PARTS OF THE EXERCISE:
1. In the conference post below, what did KONE manufacture before it repositioned itself as a "people flow" company?
2. Turn the paragraph of the conference post that begins "Anders Frostenson of Doberman" into a short bulleted list that keeps its main facts.
3. Summarize the conference post in two sentences.

PAGE EXTRACT:
"""

Post written by Chris Brooker
I have just returned from the final EPISIS conference in the World Design Capital 2012; Helsinki. The conference looked at the ‘Positive Impacts of Service Innovation – from Intangible Investments to Emerging Industries and Ecosystems’
Much of what was discussed will affect how businesses and designers are able to develop innovative services and it was interesting to hear about the service innovation happening across the world. It was a two day conference and the overriding theme was that the framework needed for service innovation to occur within industry and economic policy has to be systemic and holistic. Here is a link to presentations from the conference; all containing useful data and case studies. I will summarise below some of the ideas that were shared.
A very interesting point made by Suvi Nenonen of Vectia Ltd is similar to something I have in mind when helping businesses understand how they could develop innovative new services and attract new customers. Suvi used the example of the KONE Corporation to demonstrate how a company can verbalise their objective or aims statement in a new way. KONE manufactured elevators and escalators before evolving and repositioning as a ‘people flow’ company; which helps their clients manage the flow of people throughout the lifecycle of a building. This change from a manufacturer of lifts to a company that develops and delivers ‘solutions that enable people to move smoothly, safely, comfortably and without waiting in buildings in an increasingly urbanizing environment’ opened up a vast amount of service opportunities and markets to KONE. By refocusing and broadening their company’s purpose, KONE were able to design and deliver new products and services that built on their years of existing knowledge and experience.
Anders Frostenson of Doberman presented some great ideas and insight into company culture. He used an example of how the whole team at Doberman plan out the yearly budget together using Lego (instead of spreadsheets that are not interactive and only a few people in the team understand how to use). This transparent and engaging activity gives staff an element of ownership and control of the companies future and builds trust throughout the business. Anders also highlighted that ‘innovation’ is not due to the individual, but multidisciplinary teams.
The two big emerging industries in terms of service innovation over the coming years are Personalised Medicine and ICT & Mobile Services. It was also argued very well that patents for service innovation in Europe are a bad idea and should not happen, because, ‘where innovation already prospers there is a risk of harming competition by introducing patents (e.g. service sector)’. In the knowledge economy new services will emerge very quickly. The rate we recognize new industries and new sectors will change very quickly. Big data will create jobs, and thanks to better targeted customer-marketing, consumerism and productivity too.
Good infrastructure, like the superfast broadband that led to digital tourism in Cornwall, is very important for service innovation; bringing together technologies to provide better experiences for the people who live there.
Design is very important in driving innovation.
It was put forward that the retail sector could be totally ruined within 3-5 years unless retailers focus on their customers and create value with innovative customer experiences, and add some innovative services to the products they are selling. ‘We perhaps need to put some policies in place that force retailers to try to understand their customers better.’
What helps a business grow and become a global success?
The trick for a company is to find growing markets and meet an unmet customer need; Yoox.com have been successful globally as an efashion company because they created a business model that meant people could afford high fashion items. Businesses and entrepreneurs should define their market (in ways that allow them to grow). There are no set ‘markets’; you can define your market however you like and don’t have to use existing definitions – use market data to broadly understand your customers. Be agile and adaptive – entrepreneurs should continuously work in suggested changes (from reliable & informed sources) to their business model or product until they hit the sweet spot.
That is my brief summary of the final EPISIS conference. It seems the value of services for economic growth and job creation is becoming increasingly important and recognized. Helsinki is a beautiful city to visit and the weather was much better there than it has been in the UK for the Jubilee.

"""

Natural language descriptions of regions:

"""

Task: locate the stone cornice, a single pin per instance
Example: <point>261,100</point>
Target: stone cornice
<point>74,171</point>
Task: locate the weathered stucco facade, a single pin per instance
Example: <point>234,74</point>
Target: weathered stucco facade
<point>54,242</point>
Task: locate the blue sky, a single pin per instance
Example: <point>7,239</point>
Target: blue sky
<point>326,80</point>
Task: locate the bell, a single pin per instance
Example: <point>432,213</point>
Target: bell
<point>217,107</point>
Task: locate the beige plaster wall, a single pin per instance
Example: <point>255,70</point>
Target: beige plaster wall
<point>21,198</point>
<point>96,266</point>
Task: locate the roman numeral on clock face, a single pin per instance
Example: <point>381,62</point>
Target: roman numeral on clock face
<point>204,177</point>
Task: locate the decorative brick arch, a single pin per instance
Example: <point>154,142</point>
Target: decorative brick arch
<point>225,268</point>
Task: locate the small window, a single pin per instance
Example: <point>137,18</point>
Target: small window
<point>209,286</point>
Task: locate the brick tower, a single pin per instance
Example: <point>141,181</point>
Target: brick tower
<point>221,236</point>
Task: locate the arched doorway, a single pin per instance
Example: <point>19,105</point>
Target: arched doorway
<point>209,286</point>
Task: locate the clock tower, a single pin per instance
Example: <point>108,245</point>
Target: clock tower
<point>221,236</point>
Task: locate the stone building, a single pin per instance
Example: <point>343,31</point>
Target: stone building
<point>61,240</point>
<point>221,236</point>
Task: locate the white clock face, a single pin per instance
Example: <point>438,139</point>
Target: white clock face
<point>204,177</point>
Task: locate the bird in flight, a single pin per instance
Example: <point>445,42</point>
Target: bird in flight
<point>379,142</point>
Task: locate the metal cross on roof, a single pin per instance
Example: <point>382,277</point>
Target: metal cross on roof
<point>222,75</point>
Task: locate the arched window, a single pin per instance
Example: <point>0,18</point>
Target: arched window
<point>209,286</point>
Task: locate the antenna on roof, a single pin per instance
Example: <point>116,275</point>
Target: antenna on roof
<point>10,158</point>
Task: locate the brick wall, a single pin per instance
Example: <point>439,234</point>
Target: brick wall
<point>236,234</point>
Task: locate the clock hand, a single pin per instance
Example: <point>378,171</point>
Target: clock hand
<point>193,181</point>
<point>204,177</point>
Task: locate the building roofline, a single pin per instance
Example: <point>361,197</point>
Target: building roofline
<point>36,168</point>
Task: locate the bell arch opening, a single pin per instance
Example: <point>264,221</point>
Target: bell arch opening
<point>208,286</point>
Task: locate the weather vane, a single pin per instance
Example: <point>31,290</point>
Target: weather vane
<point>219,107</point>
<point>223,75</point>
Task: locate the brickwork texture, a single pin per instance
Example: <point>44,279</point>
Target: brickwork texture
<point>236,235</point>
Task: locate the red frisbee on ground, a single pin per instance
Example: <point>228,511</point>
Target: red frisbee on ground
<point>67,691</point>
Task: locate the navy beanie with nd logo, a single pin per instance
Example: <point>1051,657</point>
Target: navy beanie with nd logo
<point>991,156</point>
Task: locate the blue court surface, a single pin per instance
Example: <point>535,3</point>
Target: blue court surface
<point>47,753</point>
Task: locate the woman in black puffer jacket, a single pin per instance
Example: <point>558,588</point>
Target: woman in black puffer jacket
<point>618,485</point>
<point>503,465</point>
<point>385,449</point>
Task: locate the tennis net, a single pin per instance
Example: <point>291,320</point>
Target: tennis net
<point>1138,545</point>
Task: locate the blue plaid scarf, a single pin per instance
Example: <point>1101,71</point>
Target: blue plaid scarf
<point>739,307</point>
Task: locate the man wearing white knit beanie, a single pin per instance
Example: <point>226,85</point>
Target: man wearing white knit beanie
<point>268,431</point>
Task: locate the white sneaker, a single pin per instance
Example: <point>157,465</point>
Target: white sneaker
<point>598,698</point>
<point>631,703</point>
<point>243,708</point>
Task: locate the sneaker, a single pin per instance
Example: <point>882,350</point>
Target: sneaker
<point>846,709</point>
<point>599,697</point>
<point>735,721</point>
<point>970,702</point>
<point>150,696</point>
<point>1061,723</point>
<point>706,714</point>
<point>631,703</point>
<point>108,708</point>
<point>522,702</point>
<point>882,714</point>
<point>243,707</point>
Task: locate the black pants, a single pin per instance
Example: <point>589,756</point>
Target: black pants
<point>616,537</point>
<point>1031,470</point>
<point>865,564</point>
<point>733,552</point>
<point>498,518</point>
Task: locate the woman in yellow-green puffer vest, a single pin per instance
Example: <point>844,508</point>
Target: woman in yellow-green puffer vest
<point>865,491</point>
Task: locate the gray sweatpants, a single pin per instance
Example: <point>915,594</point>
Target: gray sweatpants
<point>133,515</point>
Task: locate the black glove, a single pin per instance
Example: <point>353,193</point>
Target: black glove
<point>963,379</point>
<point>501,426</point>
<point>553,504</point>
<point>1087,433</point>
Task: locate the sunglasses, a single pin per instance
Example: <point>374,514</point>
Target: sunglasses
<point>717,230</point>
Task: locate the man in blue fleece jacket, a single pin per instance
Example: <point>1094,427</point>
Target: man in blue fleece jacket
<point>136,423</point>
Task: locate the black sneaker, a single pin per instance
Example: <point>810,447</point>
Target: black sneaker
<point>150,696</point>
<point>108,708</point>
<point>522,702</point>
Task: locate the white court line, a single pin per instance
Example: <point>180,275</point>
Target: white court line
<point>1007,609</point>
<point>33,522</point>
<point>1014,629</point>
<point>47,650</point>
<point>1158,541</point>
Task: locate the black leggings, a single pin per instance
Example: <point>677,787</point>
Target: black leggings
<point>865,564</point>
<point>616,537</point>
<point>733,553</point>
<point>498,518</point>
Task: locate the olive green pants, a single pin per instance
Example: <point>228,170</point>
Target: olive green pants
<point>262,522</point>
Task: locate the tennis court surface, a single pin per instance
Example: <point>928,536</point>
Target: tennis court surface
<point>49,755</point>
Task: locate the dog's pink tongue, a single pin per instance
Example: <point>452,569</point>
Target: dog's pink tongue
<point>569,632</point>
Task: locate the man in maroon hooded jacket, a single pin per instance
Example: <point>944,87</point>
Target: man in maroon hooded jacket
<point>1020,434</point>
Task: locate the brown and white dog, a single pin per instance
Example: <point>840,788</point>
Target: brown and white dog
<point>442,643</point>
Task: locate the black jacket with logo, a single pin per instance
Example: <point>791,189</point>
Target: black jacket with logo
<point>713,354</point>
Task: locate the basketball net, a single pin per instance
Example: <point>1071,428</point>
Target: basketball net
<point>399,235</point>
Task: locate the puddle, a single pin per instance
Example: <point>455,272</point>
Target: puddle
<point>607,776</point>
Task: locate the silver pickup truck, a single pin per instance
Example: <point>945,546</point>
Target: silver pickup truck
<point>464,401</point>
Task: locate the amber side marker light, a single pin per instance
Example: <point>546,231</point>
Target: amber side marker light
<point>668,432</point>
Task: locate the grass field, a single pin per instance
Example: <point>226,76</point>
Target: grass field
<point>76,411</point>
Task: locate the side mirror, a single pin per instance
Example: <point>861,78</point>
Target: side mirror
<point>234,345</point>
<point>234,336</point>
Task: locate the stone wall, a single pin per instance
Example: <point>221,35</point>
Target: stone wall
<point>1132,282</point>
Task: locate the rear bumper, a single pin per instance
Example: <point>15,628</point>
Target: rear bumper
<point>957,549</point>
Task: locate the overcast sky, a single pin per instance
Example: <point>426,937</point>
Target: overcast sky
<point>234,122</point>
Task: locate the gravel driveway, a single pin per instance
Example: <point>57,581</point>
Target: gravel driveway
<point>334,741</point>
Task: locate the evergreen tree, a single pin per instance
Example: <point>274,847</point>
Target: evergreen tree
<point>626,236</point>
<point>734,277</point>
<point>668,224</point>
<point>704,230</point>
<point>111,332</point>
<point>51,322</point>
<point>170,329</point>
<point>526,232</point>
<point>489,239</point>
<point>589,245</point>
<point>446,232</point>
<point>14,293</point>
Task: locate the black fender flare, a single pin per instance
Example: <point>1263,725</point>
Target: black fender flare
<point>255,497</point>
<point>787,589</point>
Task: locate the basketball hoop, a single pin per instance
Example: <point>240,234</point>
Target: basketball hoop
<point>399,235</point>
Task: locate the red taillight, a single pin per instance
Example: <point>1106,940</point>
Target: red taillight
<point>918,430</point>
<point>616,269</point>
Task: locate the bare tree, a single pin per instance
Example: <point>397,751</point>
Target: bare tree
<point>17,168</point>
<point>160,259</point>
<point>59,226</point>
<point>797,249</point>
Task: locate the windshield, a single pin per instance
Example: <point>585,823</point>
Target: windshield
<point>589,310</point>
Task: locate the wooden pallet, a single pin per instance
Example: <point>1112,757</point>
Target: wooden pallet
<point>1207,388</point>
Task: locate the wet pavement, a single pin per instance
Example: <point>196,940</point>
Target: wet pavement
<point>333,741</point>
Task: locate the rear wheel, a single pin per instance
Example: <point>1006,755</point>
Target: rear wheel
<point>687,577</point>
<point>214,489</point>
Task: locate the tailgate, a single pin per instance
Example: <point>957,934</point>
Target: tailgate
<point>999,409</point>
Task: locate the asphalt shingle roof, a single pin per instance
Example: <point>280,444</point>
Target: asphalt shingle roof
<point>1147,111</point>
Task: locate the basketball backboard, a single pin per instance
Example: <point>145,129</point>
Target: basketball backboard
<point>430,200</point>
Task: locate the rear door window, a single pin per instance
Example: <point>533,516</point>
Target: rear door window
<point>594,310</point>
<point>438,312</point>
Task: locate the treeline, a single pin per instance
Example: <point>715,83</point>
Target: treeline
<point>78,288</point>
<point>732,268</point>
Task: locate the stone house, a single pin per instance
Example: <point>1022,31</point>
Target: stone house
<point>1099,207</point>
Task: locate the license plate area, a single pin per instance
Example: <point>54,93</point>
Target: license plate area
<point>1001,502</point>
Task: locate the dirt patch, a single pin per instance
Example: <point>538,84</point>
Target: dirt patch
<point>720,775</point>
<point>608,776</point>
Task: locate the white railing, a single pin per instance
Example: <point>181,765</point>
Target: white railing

"""

ANSWERS FOR THE EXERCISE:
1. Elevators and escalators.

2.
- Anders Frostenson of Doberman presented ideas and insight into company culture.
- The whole Doberman team plans the yearly budget together using Lego instead of spreadsheets, which are not interactive and which only a few people on the team know how to use.
- This transparent, engaging activity gives staff some ownership and control of the company's future and builds trust throughout the business.
- He stressed that innovation comes from multidisciplinary teams, not individuals.

3. The post reports on the final EPISIS conference in Helsinki, a two-day event on the positive impacts of service innovation whose overriding theme was that the framework for service innovation in industry and economic policy must be systemic and holistic. Speakers cited examples such as KONE's repositioning as a "people flow" company and Doberman's team budgeting with Lego, and the author concludes that the value of services for economic growth and job creation is increasingly recognized.